• **Records shown**:
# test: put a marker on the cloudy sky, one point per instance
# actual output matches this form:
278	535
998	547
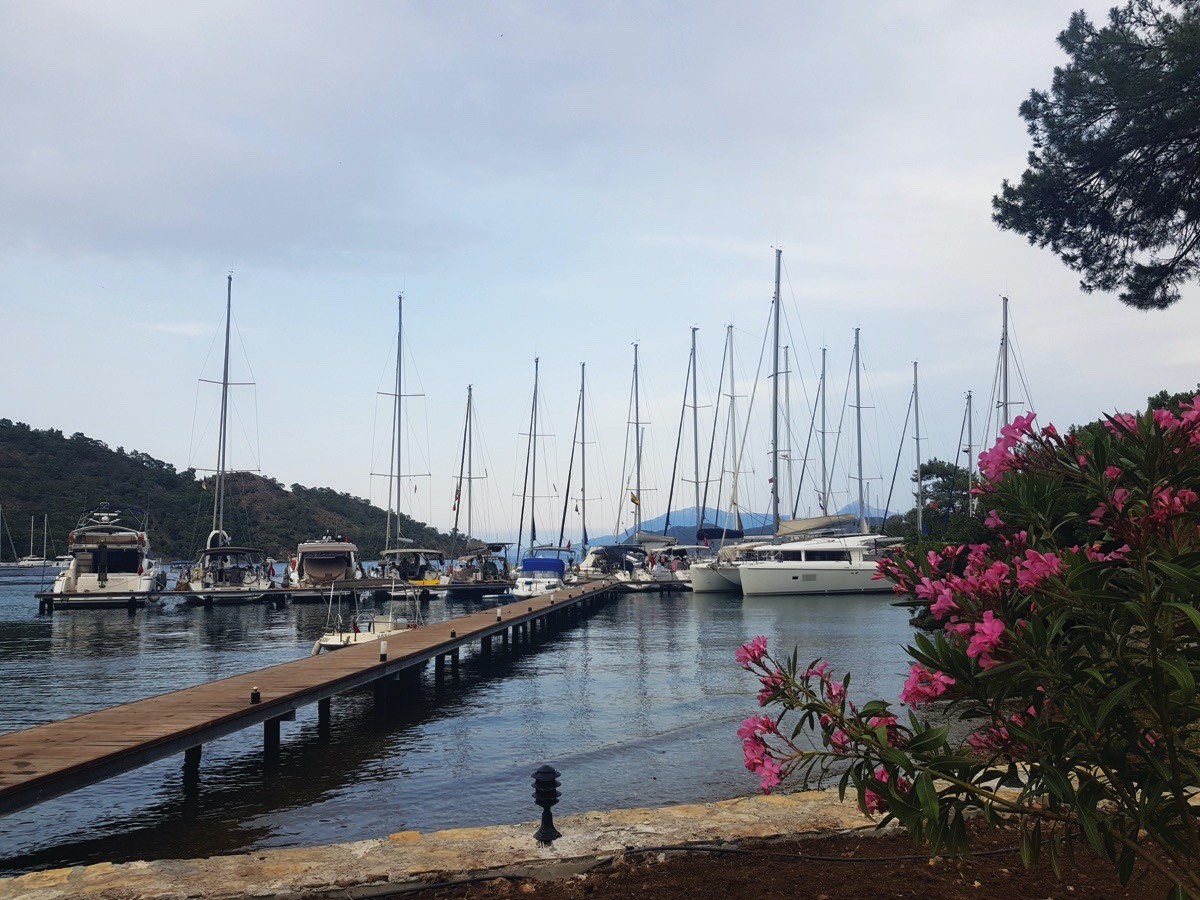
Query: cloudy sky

• **Task**: Determine how many lines of the listing contain the string "cloudy", with case counting, and reply with only that number.

• **Worked solution**: 2